» **RECORDS SUPPLIED**
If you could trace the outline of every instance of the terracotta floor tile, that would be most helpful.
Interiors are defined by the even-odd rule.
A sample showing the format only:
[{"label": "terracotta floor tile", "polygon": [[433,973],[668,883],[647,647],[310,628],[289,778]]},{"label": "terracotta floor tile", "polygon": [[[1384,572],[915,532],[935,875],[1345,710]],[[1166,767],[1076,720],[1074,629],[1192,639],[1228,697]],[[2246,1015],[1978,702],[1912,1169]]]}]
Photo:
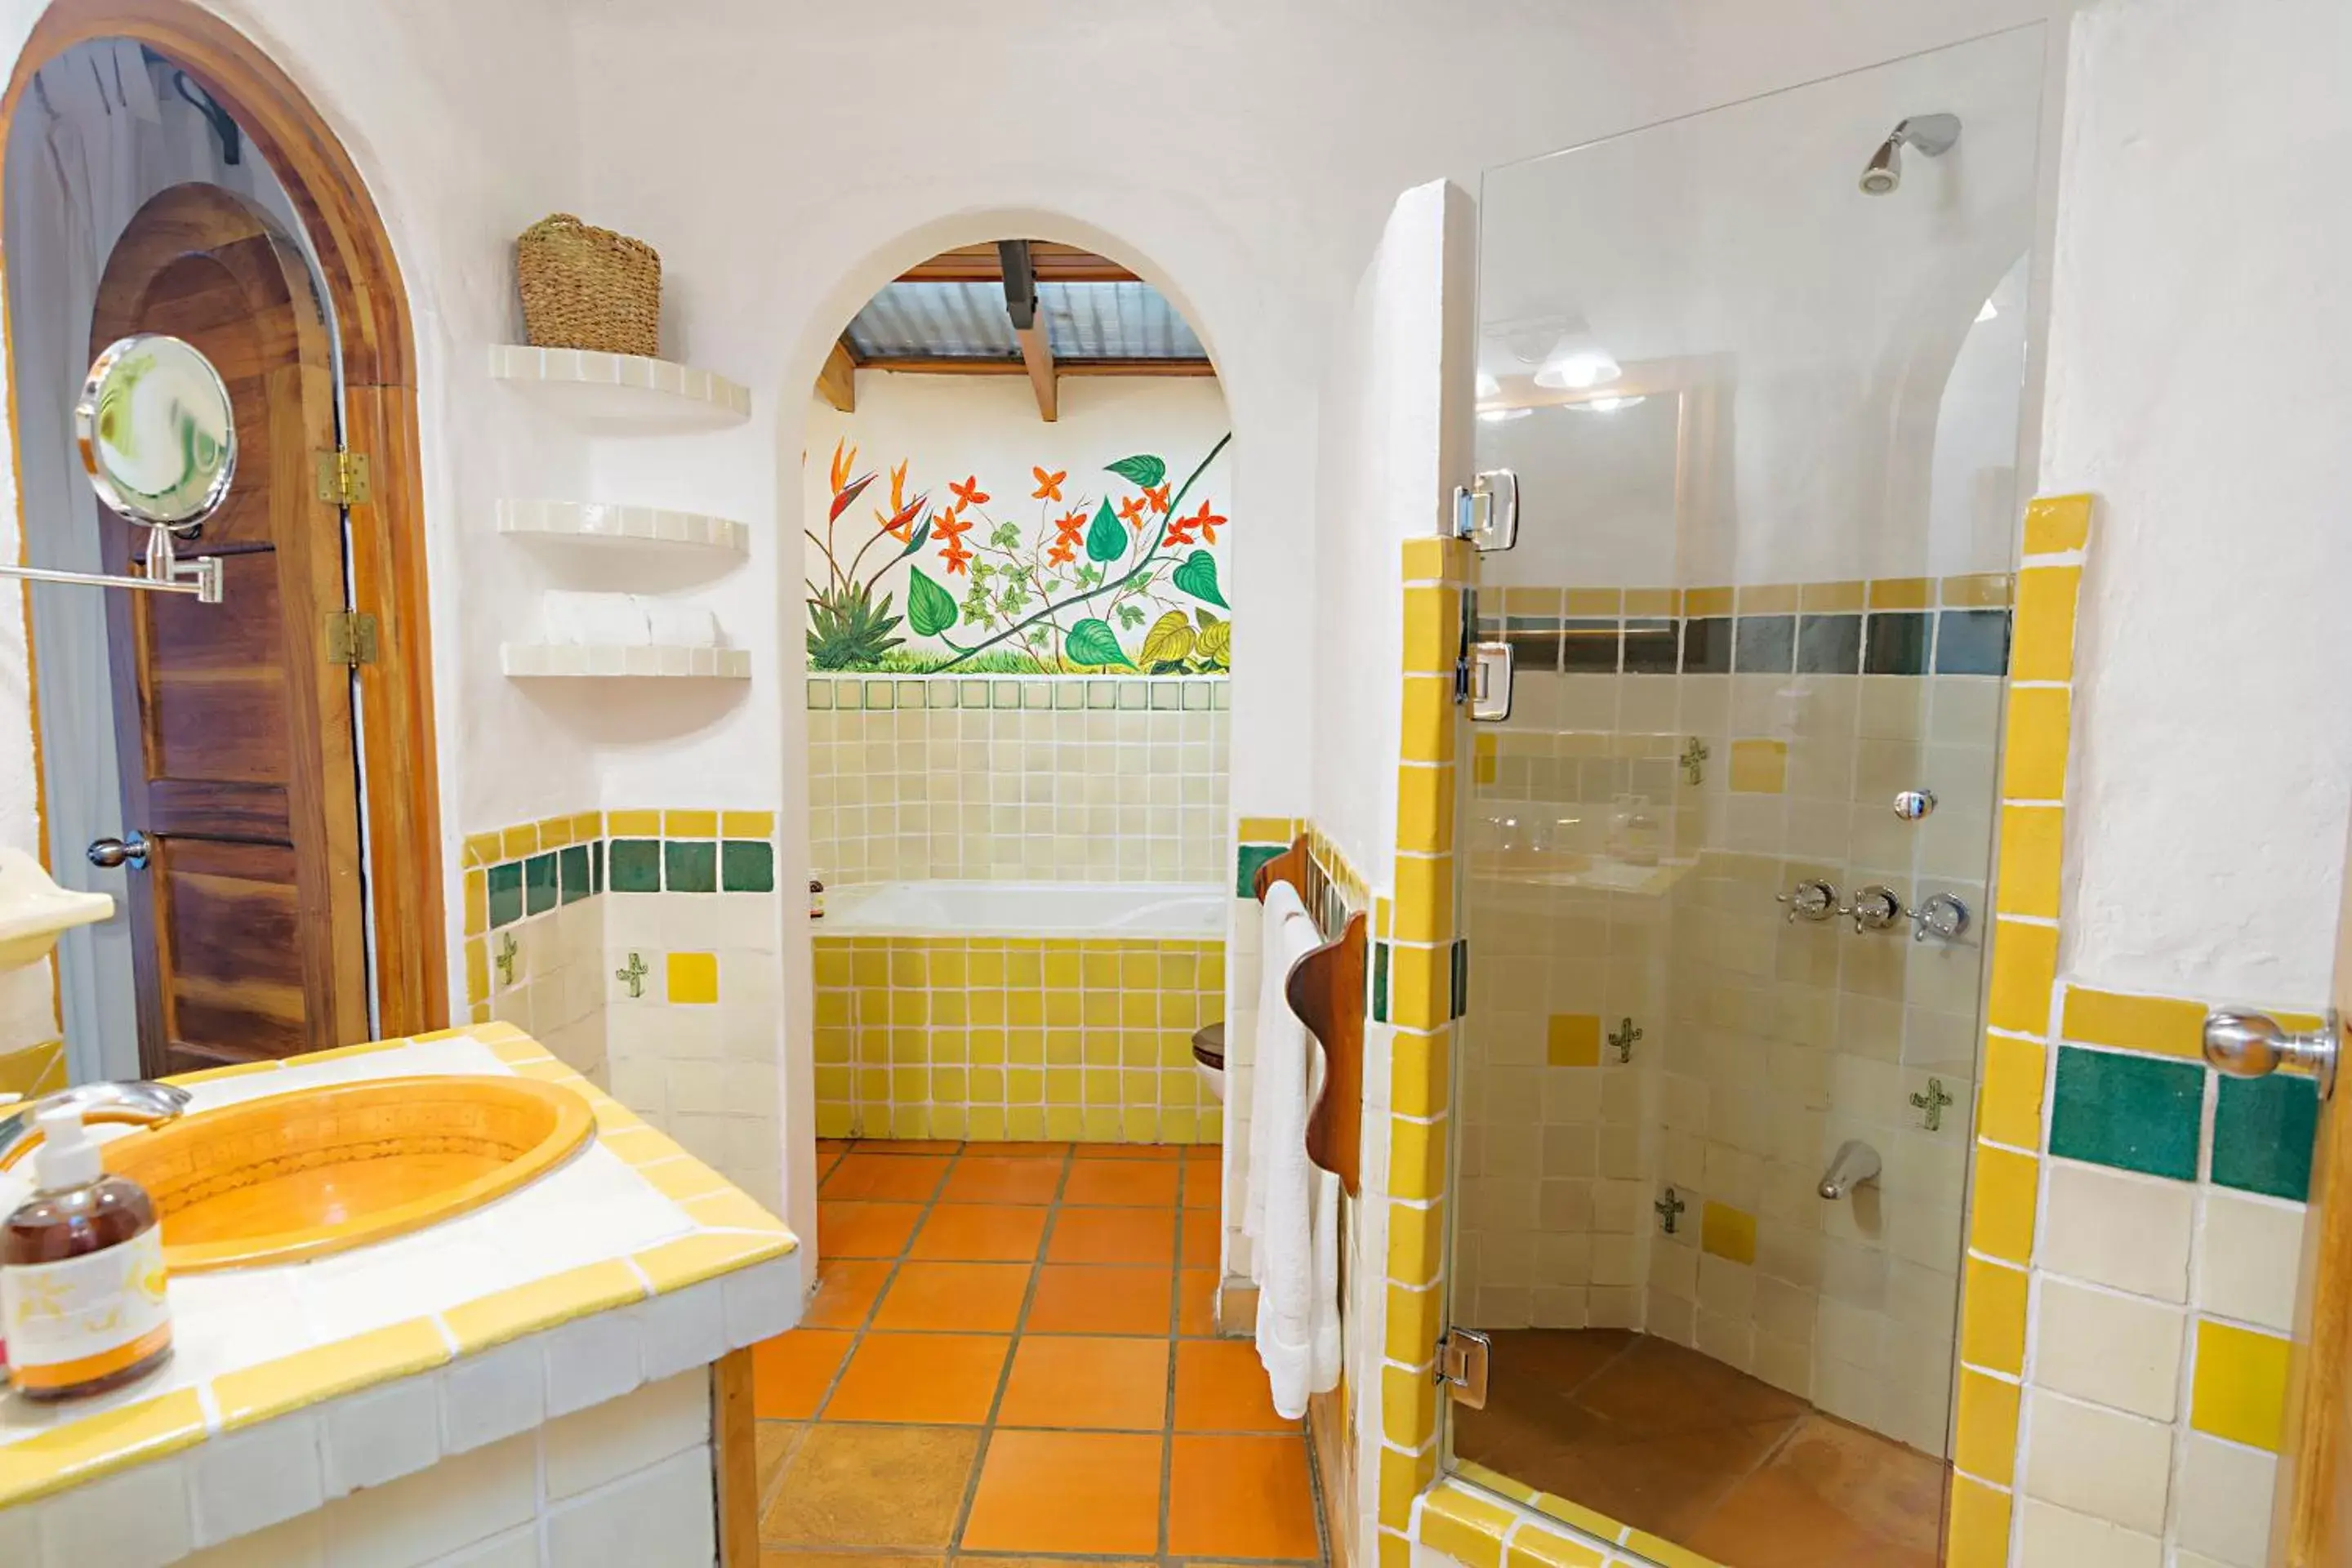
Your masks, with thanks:
[{"label": "terracotta floor tile", "polygon": [[1257,1346],[1247,1340],[1185,1340],[1176,1347],[1176,1430],[1294,1432],[1275,1413]]},{"label": "terracotta floor tile", "polygon": [[1037,1292],[1023,1326],[1033,1334],[1164,1338],[1174,1282],[1166,1268],[1048,1263],[1037,1271]]},{"label": "terracotta floor tile", "polygon": [[[758,1403],[754,1394],[752,1402]],[[754,1421],[752,1452],[760,1474],[760,1501],[764,1505],[775,1495],[776,1478],[784,1473],[784,1461],[793,1457],[801,1439],[808,1435],[808,1424],[803,1421]]]},{"label": "terracotta floor tile", "polygon": [[937,1552],[904,1557],[888,1552],[795,1552],[780,1546],[760,1548],[760,1568],[940,1568],[947,1559]]},{"label": "terracotta floor tile", "polygon": [[927,1204],[940,1190],[940,1178],[953,1163],[944,1154],[868,1154],[856,1152],[833,1168],[822,1194],[844,1198]]},{"label": "terracotta floor tile", "polygon": [[1217,1331],[1215,1269],[1176,1271],[1176,1331],[1188,1340],[1205,1339]]},{"label": "terracotta floor tile", "polygon": [[1072,1151],[1081,1160],[1181,1160],[1184,1151],[1174,1143],[1076,1143]]},{"label": "terracotta floor tile", "polygon": [[[941,1426],[821,1426],[793,1450],[760,1539],[778,1546],[944,1548],[980,1434]],[[887,1500],[877,1507],[877,1500]]]},{"label": "terracotta floor tile", "polygon": [[816,1141],[817,1180],[823,1181],[826,1172],[841,1163],[841,1157],[849,1152],[849,1147],[846,1138],[820,1138]]},{"label": "terracotta floor tile", "polygon": [[963,1152],[967,1159],[984,1154],[992,1158],[1006,1160],[1059,1160],[1069,1154],[1070,1145],[1008,1139],[1002,1143],[967,1143],[963,1146]]},{"label": "terracotta floor tile", "polygon": [[1152,1562],[1148,1557],[1084,1557],[1074,1563],[1067,1557],[997,1557],[973,1552],[959,1552],[956,1557],[972,1568],[1151,1568]]},{"label": "terracotta floor tile", "polygon": [[860,1154],[960,1154],[963,1144],[953,1138],[860,1138]]},{"label": "terracotta floor tile", "polygon": [[1176,1215],[1164,1209],[1063,1209],[1054,1216],[1049,1263],[1176,1261]]},{"label": "terracotta floor tile", "polygon": [[1073,1160],[1066,1204],[1123,1208],[1170,1208],[1182,1167],[1165,1160]]},{"label": "terracotta floor tile", "polygon": [[1184,1206],[1188,1209],[1214,1209],[1225,1201],[1225,1173],[1214,1165],[1184,1163]]},{"label": "terracotta floor tile", "polygon": [[1161,1441],[1156,1433],[992,1434],[963,1550],[1157,1552]]},{"label": "terracotta floor tile", "polygon": [[816,1205],[817,1256],[896,1258],[923,1217],[920,1204],[827,1203]]},{"label": "terracotta floor tile", "polygon": [[826,1401],[824,1418],[977,1426],[995,1403],[1012,1343],[1000,1334],[869,1331]]},{"label": "terracotta floor tile", "polygon": [[1184,1267],[1214,1268],[1223,1256],[1224,1219],[1214,1209],[1184,1211]]},{"label": "terracotta floor tile", "polygon": [[794,1329],[751,1347],[751,1411],[763,1421],[805,1421],[824,1402],[857,1336]]},{"label": "terracotta floor tile", "polygon": [[1168,1421],[1168,1342],[1024,1334],[996,1424],[1157,1432]]},{"label": "terracotta floor tile", "polygon": [[809,1298],[808,1310],[801,1314],[801,1327],[864,1328],[866,1314],[874,1310],[875,1298],[882,1294],[892,1267],[887,1258],[820,1259],[816,1294]]},{"label": "terracotta floor tile", "polygon": [[1021,1326],[1021,1303],[1028,1294],[1025,1263],[919,1263],[908,1258],[898,1265],[898,1277],[882,1298],[874,1326],[1009,1334]]},{"label": "terracotta floor tile", "polygon": [[1315,1493],[1303,1437],[1171,1438],[1171,1556],[1313,1558]]},{"label": "terracotta floor tile", "polygon": [[955,1263],[1027,1263],[1045,1234],[1045,1211],[1003,1204],[937,1204],[909,1258]]},{"label": "terracotta floor tile", "polygon": [[1187,1164],[1222,1165],[1224,1163],[1224,1160],[1225,1146],[1223,1143],[1187,1143],[1184,1145],[1184,1162]]},{"label": "terracotta floor tile", "polygon": [[948,1173],[940,1196],[956,1204],[1050,1204],[1062,1190],[1065,1163],[966,1154]]}]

» **TASK DESCRIPTION**
Drop the pictures; repeat the listing above exactly.

» **TASK OUTPUT**
If you could trace the outline of every instance of the terracotta floor tile, that would be most helpful.
Interiors are defined by the even-odd rule.
A sample showing the format only:
[{"label": "terracotta floor tile", "polygon": [[433,973],[668,883],[647,647],[310,628],[289,778]]},{"label": "terracotta floor tile", "polygon": [[[1384,572],[915,532],[935,875],[1345,710]],[[1166,767],[1076,720],[1074,629],[1192,639],[1228,697]],[[2246,1015],[1978,702],[1912,1169]]]}]
Photo:
Your masks, with thanks:
[{"label": "terracotta floor tile", "polygon": [[1257,1346],[1247,1340],[1185,1340],[1176,1347],[1176,1430],[1294,1432],[1275,1413]]},{"label": "terracotta floor tile", "polygon": [[1037,1292],[1023,1326],[1033,1334],[1164,1338],[1174,1282],[1166,1268],[1048,1263],[1037,1271]]},{"label": "terracotta floor tile", "polygon": [[[758,1403],[754,1394],[752,1402]],[[754,1421],[752,1452],[760,1474],[760,1501],[764,1505],[775,1495],[776,1478],[784,1473],[784,1461],[793,1457],[801,1439],[808,1435],[808,1424],[803,1421]]]},{"label": "terracotta floor tile", "polygon": [[937,1552],[904,1557],[888,1552],[795,1552],[780,1546],[760,1548],[760,1568],[940,1568],[947,1559]]},{"label": "terracotta floor tile", "polygon": [[927,1204],[940,1190],[940,1178],[953,1163],[944,1154],[868,1154],[856,1152],[833,1168],[822,1194],[844,1198]]},{"label": "terracotta floor tile", "polygon": [[1217,1331],[1215,1269],[1176,1271],[1176,1331],[1188,1340],[1205,1339]]},{"label": "terracotta floor tile", "polygon": [[1072,1151],[1081,1160],[1181,1160],[1184,1151],[1174,1143],[1076,1143]]},{"label": "terracotta floor tile", "polygon": [[[941,1426],[821,1426],[793,1450],[760,1539],[778,1546],[944,1548],[980,1434]],[[887,1500],[877,1507],[877,1500]]]},{"label": "terracotta floor tile", "polygon": [[816,1141],[817,1180],[823,1181],[826,1172],[841,1163],[841,1157],[849,1152],[849,1147],[846,1138],[820,1138]]},{"label": "terracotta floor tile", "polygon": [[963,1152],[967,1159],[984,1154],[992,1158],[1006,1160],[1059,1160],[1069,1154],[1070,1145],[1008,1139],[1002,1143],[967,1143],[963,1146]]},{"label": "terracotta floor tile", "polygon": [[1152,1562],[1148,1557],[1084,1557],[1074,1563],[1067,1557],[997,1557],[973,1552],[959,1552],[956,1557],[972,1568],[1151,1568]]},{"label": "terracotta floor tile", "polygon": [[860,1154],[960,1154],[963,1144],[953,1138],[860,1138]]},{"label": "terracotta floor tile", "polygon": [[1176,1215],[1164,1209],[1063,1209],[1054,1216],[1049,1263],[1176,1261]]},{"label": "terracotta floor tile", "polygon": [[1073,1160],[1066,1204],[1123,1208],[1170,1208],[1182,1167],[1165,1160]]},{"label": "terracotta floor tile", "polygon": [[1184,1206],[1188,1209],[1214,1209],[1225,1201],[1225,1173],[1214,1165],[1184,1163]]},{"label": "terracotta floor tile", "polygon": [[1161,1441],[1156,1433],[992,1434],[963,1550],[1157,1552]]},{"label": "terracotta floor tile", "polygon": [[816,1205],[817,1256],[896,1258],[923,1217],[920,1204],[827,1203]]},{"label": "terracotta floor tile", "polygon": [[826,1401],[824,1418],[977,1426],[995,1403],[1012,1343],[1000,1334],[869,1331]]},{"label": "terracotta floor tile", "polygon": [[1184,1267],[1214,1268],[1223,1256],[1224,1219],[1214,1209],[1184,1211]]},{"label": "terracotta floor tile", "polygon": [[794,1329],[751,1347],[751,1411],[763,1421],[805,1421],[824,1402],[857,1336]]},{"label": "terracotta floor tile", "polygon": [[1168,1421],[1168,1342],[1024,1334],[996,1424],[1157,1432]]},{"label": "terracotta floor tile", "polygon": [[809,1298],[808,1310],[801,1314],[801,1327],[864,1328],[866,1314],[874,1310],[875,1298],[882,1294],[892,1267],[887,1258],[820,1259],[816,1294]]},{"label": "terracotta floor tile", "polygon": [[1021,1326],[1021,1303],[1028,1294],[1025,1263],[919,1263],[908,1258],[898,1265],[898,1277],[882,1298],[874,1326],[1009,1334]]},{"label": "terracotta floor tile", "polygon": [[1315,1493],[1303,1437],[1171,1438],[1171,1556],[1313,1558]]},{"label": "terracotta floor tile", "polygon": [[955,1263],[1027,1263],[1045,1234],[1045,1211],[1003,1204],[937,1204],[909,1258]]},{"label": "terracotta floor tile", "polygon": [[1187,1164],[1222,1165],[1224,1163],[1224,1160],[1225,1146],[1223,1143],[1187,1143],[1184,1145],[1184,1162]]},{"label": "terracotta floor tile", "polygon": [[948,1173],[940,1196],[956,1204],[1050,1204],[1062,1190],[1065,1163],[966,1154]]}]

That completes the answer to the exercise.